**LISTING**.
= = = = =
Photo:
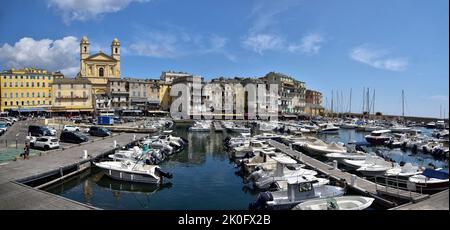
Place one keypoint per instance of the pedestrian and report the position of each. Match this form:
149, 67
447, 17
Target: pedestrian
26, 151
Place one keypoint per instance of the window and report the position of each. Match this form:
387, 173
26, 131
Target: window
303, 187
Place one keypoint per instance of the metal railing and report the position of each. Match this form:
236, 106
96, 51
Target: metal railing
385, 183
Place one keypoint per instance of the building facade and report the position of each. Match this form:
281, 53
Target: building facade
26, 90
99, 67
134, 94
72, 95
291, 93
314, 103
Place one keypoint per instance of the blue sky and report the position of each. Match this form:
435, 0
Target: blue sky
387, 45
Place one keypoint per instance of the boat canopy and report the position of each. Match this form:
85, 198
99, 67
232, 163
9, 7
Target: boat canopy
438, 174
381, 131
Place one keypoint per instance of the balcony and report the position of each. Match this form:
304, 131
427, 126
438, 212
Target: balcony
65, 97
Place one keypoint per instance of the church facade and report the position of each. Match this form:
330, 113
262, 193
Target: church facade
98, 68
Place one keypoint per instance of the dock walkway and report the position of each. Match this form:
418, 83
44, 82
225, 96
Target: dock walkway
360, 184
17, 196
438, 201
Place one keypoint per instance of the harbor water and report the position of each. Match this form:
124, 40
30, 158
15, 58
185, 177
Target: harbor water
203, 178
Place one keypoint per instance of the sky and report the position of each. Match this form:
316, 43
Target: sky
333, 46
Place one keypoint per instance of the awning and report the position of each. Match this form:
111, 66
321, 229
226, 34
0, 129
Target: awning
32, 109
132, 111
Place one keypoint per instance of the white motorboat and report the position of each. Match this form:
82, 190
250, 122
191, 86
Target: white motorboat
201, 126
329, 129
378, 137
281, 173
348, 126
299, 189
404, 171
358, 155
429, 180
337, 203
322, 148
133, 171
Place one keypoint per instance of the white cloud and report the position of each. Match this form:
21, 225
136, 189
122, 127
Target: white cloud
177, 43
310, 44
263, 42
52, 55
83, 10
378, 58
439, 97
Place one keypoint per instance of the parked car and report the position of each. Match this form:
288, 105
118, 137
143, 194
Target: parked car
3, 128
99, 131
45, 143
38, 131
71, 128
52, 130
73, 137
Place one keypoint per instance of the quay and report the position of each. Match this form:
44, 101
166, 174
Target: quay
356, 183
217, 126
438, 201
14, 176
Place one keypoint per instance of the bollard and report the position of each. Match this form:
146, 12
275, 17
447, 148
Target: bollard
353, 180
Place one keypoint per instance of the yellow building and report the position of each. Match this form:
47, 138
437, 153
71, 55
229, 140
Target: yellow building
72, 95
26, 90
99, 67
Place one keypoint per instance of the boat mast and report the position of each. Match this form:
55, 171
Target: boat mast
350, 106
403, 104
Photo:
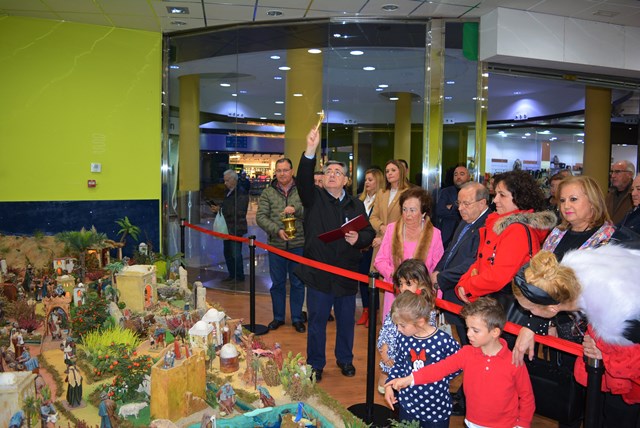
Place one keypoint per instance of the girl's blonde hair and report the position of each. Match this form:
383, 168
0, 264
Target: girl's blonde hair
411, 307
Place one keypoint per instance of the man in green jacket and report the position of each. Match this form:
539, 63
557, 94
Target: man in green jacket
278, 199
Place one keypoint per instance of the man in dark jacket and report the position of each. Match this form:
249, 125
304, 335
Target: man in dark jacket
473, 204
234, 209
325, 210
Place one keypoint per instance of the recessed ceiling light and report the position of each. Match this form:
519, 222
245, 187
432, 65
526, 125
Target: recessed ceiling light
175, 10
606, 13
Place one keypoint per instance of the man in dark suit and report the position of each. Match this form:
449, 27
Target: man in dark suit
446, 211
473, 205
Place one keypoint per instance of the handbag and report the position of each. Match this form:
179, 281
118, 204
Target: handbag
558, 395
220, 224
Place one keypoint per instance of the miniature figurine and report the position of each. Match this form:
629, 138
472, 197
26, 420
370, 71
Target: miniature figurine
30, 363
74, 390
265, 397
226, 399
237, 333
169, 359
107, 412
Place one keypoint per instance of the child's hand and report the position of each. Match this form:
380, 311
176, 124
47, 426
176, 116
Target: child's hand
400, 383
389, 396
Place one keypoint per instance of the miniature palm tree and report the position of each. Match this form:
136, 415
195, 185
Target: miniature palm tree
126, 229
80, 241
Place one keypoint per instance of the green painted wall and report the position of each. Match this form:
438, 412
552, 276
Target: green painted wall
76, 94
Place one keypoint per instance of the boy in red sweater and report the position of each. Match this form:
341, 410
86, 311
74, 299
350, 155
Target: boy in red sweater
499, 394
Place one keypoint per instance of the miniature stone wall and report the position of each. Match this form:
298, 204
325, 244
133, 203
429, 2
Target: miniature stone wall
15, 387
169, 387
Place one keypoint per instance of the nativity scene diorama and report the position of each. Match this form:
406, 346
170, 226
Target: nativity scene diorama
90, 339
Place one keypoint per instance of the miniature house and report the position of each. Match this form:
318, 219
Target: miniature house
201, 335
15, 388
138, 287
216, 319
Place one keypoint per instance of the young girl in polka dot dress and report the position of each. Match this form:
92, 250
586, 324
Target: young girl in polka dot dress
420, 344
411, 275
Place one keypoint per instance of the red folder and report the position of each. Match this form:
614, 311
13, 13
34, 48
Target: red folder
353, 225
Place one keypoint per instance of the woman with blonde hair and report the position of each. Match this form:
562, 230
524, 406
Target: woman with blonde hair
387, 209
373, 181
412, 236
598, 282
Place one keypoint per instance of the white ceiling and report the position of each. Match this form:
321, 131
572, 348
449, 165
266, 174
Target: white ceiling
153, 15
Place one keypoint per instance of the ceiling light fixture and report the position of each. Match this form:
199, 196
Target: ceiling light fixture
175, 10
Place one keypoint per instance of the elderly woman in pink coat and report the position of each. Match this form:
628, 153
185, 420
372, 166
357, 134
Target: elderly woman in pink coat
411, 237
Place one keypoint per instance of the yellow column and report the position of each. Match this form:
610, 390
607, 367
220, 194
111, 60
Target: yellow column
402, 135
303, 99
597, 135
434, 90
189, 146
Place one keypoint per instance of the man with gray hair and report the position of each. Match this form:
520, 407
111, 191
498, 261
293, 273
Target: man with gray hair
234, 208
618, 199
327, 209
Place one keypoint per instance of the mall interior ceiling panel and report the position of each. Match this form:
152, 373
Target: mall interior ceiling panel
179, 15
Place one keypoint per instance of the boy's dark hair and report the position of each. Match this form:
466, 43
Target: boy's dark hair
489, 310
412, 269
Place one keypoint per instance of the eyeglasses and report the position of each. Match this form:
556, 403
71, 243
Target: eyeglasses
410, 210
466, 204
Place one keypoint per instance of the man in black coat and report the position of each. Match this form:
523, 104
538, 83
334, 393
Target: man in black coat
473, 205
327, 209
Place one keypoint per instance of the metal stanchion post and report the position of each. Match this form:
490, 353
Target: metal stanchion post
253, 327
593, 406
371, 413
182, 237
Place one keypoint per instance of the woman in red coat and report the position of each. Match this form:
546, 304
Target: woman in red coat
504, 246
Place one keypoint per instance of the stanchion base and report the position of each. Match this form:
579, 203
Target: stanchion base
380, 414
258, 329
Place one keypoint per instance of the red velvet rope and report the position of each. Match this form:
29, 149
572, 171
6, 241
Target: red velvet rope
553, 342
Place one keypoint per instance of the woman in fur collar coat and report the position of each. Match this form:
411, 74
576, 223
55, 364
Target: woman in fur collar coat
602, 283
504, 246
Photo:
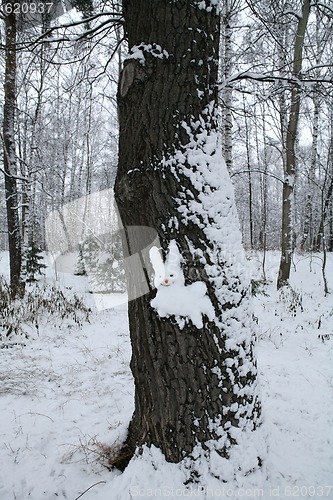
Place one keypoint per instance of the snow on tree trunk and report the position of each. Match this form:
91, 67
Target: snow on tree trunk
195, 379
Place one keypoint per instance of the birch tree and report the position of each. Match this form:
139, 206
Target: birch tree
9, 148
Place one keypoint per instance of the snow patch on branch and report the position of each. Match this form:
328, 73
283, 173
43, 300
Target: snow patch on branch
209, 5
139, 52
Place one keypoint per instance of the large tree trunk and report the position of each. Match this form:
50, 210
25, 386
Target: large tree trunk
192, 385
8, 137
290, 164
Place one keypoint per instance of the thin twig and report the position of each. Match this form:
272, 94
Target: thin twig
85, 491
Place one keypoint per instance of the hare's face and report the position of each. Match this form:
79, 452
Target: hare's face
168, 279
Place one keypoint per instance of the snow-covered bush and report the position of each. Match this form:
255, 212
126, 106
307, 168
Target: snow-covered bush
101, 259
40, 304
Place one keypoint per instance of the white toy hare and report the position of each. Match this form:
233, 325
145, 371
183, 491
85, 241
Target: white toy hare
173, 297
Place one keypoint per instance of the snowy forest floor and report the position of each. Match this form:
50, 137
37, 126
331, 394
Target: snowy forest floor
68, 392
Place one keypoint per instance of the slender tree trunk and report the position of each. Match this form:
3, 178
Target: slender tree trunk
289, 174
249, 174
193, 385
227, 122
8, 136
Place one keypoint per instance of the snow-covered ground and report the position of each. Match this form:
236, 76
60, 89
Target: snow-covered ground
68, 392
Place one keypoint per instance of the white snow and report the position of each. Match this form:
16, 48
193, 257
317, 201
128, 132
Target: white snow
173, 297
67, 390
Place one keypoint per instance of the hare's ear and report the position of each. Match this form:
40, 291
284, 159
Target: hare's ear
158, 265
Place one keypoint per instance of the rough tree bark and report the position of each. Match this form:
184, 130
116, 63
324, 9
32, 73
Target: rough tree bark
9, 157
193, 386
290, 163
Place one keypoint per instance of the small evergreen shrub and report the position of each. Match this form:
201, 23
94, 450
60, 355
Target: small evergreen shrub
34, 265
292, 299
101, 259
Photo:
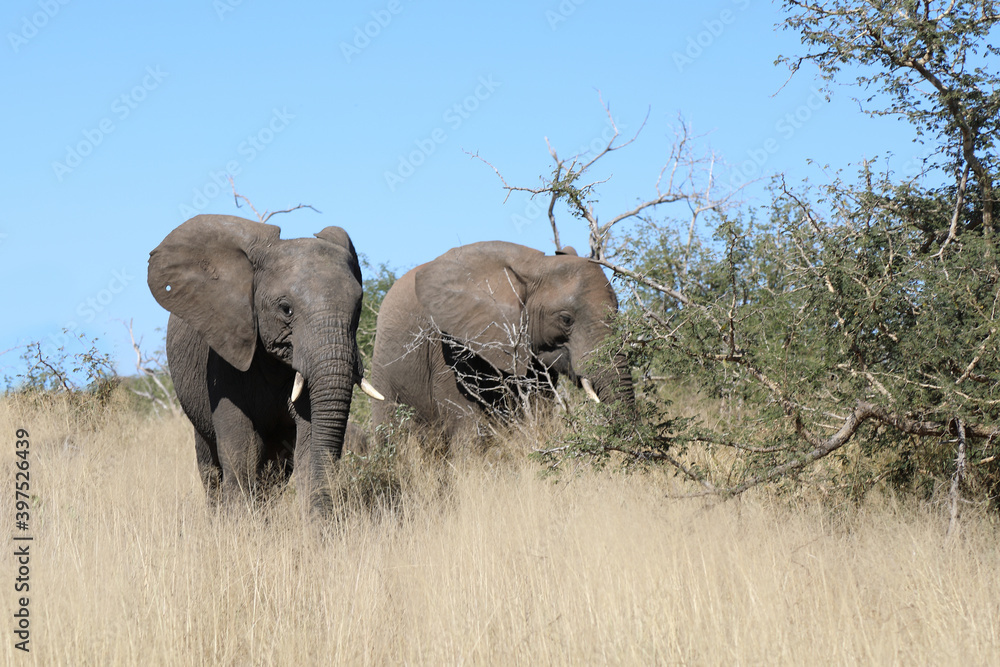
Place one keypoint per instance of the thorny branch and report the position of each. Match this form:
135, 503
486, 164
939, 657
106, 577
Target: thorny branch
267, 215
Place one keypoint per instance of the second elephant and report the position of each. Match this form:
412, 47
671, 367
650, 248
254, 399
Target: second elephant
485, 324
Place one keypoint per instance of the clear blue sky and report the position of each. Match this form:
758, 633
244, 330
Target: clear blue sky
120, 117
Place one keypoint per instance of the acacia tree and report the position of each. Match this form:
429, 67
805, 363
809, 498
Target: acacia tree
845, 313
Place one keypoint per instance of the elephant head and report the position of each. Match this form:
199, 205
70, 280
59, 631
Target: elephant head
516, 308
283, 313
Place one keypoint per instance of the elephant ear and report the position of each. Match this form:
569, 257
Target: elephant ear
202, 273
338, 236
478, 298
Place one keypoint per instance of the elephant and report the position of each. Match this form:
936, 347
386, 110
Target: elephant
261, 348
483, 325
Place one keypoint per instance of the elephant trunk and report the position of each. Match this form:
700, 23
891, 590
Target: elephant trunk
329, 383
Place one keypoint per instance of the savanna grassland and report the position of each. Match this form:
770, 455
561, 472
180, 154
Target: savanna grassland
473, 560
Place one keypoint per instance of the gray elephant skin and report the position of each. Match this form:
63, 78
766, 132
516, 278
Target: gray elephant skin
261, 348
456, 334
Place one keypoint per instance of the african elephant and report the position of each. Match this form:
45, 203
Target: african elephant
261, 348
463, 334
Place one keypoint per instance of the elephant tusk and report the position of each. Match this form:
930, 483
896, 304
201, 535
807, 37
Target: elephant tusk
367, 387
297, 386
589, 390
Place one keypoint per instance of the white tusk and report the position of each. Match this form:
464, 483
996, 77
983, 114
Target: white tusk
297, 386
367, 387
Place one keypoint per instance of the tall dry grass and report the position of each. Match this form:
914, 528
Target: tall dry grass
481, 561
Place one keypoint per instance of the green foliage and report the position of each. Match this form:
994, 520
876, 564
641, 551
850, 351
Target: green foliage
88, 371
855, 322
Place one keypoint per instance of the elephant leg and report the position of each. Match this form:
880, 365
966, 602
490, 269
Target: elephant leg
240, 451
208, 466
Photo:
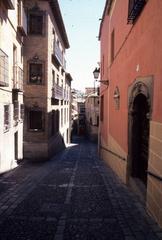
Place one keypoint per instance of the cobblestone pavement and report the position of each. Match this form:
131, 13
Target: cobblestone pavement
74, 196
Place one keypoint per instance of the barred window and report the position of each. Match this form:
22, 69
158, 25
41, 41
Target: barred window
36, 24
6, 117
35, 73
36, 120
4, 69
22, 111
16, 111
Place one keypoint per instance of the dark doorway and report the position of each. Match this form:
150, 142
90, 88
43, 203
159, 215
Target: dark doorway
16, 145
140, 138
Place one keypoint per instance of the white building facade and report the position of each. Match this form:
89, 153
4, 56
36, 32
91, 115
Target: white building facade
13, 28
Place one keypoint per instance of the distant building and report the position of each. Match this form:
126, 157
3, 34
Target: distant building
131, 109
92, 116
13, 28
46, 84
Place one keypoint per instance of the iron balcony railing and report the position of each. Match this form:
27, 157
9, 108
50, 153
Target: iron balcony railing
57, 92
4, 69
135, 8
59, 55
17, 78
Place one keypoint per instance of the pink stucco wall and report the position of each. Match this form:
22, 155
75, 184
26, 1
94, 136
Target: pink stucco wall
137, 46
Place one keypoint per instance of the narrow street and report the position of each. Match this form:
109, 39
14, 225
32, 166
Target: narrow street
72, 196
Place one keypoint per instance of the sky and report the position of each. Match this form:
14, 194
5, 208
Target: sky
81, 20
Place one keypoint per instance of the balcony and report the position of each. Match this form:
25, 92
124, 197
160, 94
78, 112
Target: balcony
9, 4
57, 92
17, 79
4, 70
58, 55
22, 20
135, 8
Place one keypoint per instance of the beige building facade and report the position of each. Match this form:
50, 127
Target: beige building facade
46, 82
13, 28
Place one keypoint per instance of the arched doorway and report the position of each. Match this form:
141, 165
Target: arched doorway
140, 138
139, 115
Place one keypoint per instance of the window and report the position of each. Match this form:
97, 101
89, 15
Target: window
61, 117
64, 115
134, 9
4, 69
112, 46
16, 111
102, 108
53, 78
6, 117
36, 120
36, 23
35, 73
22, 111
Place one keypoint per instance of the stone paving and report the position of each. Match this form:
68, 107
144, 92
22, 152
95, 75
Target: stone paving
74, 196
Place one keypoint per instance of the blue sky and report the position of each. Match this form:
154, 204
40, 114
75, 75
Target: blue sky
81, 19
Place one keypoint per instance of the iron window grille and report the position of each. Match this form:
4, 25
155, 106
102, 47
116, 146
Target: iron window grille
22, 111
36, 22
134, 9
35, 73
4, 69
16, 111
36, 120
6, 117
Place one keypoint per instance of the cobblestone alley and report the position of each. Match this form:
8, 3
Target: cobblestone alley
72, 197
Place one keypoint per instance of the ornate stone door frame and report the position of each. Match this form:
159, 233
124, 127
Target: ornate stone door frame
141, 85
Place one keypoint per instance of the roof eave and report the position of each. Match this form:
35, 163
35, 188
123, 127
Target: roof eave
59, 20
106, 10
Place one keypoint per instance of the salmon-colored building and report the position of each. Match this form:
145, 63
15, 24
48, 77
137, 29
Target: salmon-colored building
130, 104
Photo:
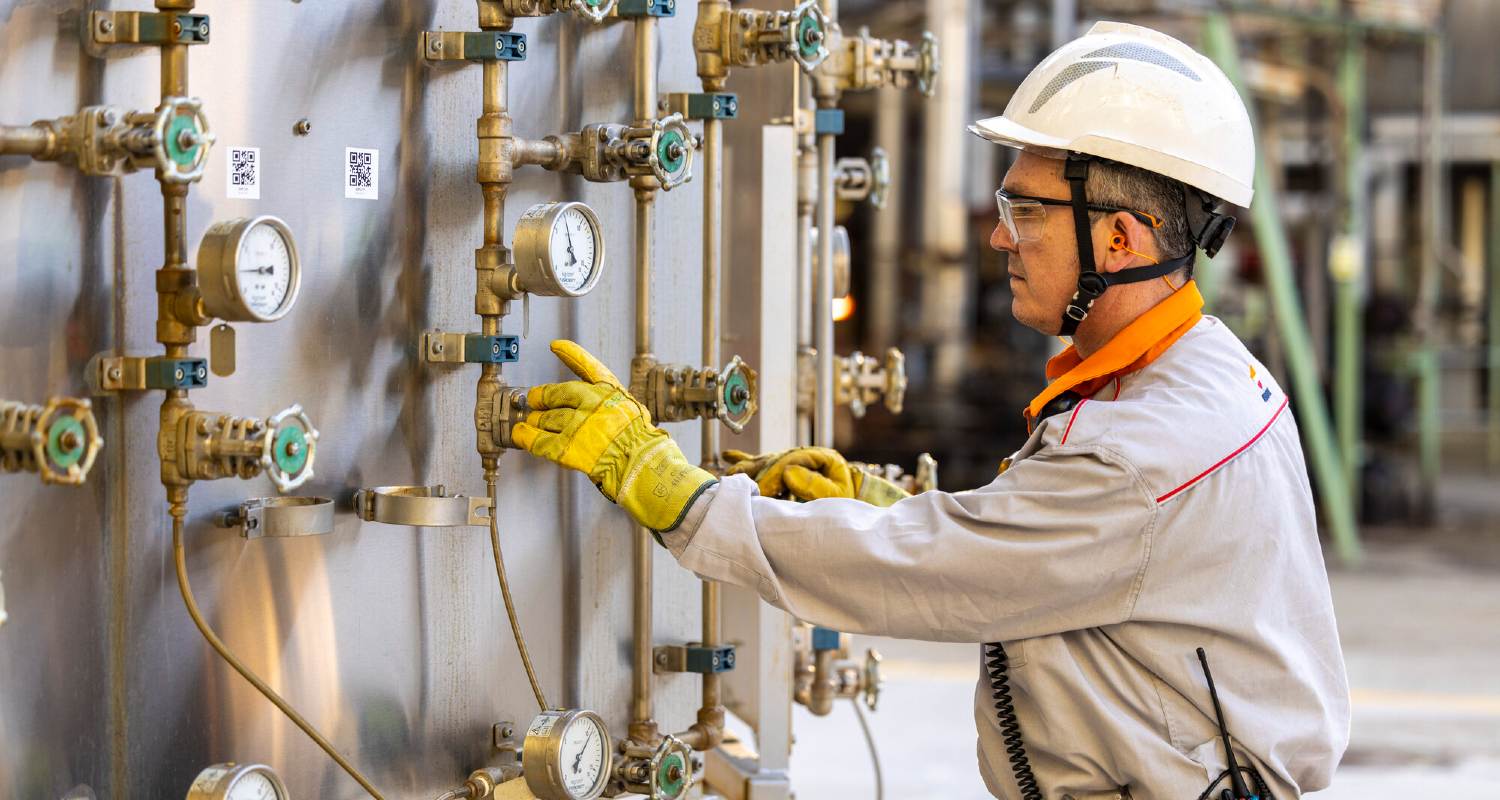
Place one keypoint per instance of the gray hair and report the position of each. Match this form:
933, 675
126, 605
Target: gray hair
1125, 186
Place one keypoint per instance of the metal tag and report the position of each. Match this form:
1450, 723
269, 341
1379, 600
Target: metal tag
221, 350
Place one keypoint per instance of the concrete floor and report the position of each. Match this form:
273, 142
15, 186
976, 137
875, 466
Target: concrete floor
1419, 622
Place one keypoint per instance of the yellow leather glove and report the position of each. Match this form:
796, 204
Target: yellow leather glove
812, 473
597, 428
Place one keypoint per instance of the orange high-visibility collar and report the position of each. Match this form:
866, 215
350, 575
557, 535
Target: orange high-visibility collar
1134, 347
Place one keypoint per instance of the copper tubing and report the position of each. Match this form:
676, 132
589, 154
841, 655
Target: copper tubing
504, 593
177, 511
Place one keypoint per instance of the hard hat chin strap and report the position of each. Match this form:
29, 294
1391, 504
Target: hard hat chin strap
1091, 281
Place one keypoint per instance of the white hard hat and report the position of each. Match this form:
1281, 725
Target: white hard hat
1137, 96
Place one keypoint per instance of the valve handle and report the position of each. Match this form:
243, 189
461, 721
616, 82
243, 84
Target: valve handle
594, 11
65, 442
879, 177
180, 140
894, 380
671, 156
738, 393
671, 770
927, 65
288, 449
809, 35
= = = = =
**WHAT THE EXERCISE ASKS**. Lines from the one that contains "Place one keypoint per instance of the ornate" through the last line of the data above are to be extracted exactly, with no pictures and no other lines.

**WRITTEN SOLUTION**.
Place one keypoint per instance of the ornate stone door frame and report the position of each. Match this form:
159, 233
124, 127
Target: ornate stone door frame
141, 85
Place one keypoint per instance of the roof eave and report the position of each. Match this form:
35, 163
35, 188
123, 127
Target: roof eave
59, 20
106, 10
Place one keypoint per instance of the salmon-colored building and report the position of each. Match this form:
145, 63
15, 24
48, 77
137, 29
Target: salmon-colored building
130, 104
Photo:
Place one keypoint per instance of the gray hair and report the position of each. Match this form:
933, 675
126, 605
Target: gray hair
1125, 186
Place one keypoint per instance of the metal tag and report the position of each. Match this form:
1450, 723
269, 341
1379, 600
Target: metal tag
221, 350
Place one keypoint per instance of the concrete floor and report the position of each. Match this form:
273, 142
15, 186
976, 137
875, 466
Target: concrete floor
1419, 622
Place one keypoint per instance of the yellow leather glove and report the position of each. Match this form:
796, 204
Target: yellow leather glove
812, 473
597, 428
Place one keypoint per instance of the orange high-visibility collar and report the position of each. Match this form:
866, 215
350, 575
557, 535
Target: orange high-visibility collar
1134, 347
Place one keypoint per instance of the copper tubing and report the position of each. Match this form:
676, 132
589, 154
841, 655
Target: copper tubing
504, 593
177, 511
Place one keypoint per instance of the hard hat chin strap and report the position of each. Match this form:
29, 294
1391, 504
Target: hard hat chin strap
1091, 281
Place one keypoint per instance of the white hard hat and report the position of each. Match this form:
1281, 725
Target: white hard hat
1137, 96
Place one keypoint per instance of the valve handle and report the position of each. Match this form:
243, 189
461, 721
616, 82
243, 84
Target: valve handle
594, 11
65, 442
879, 177
180, 140
894, 380
671, 156
738, 393
671, 770
927, 65
288, 449
809, 35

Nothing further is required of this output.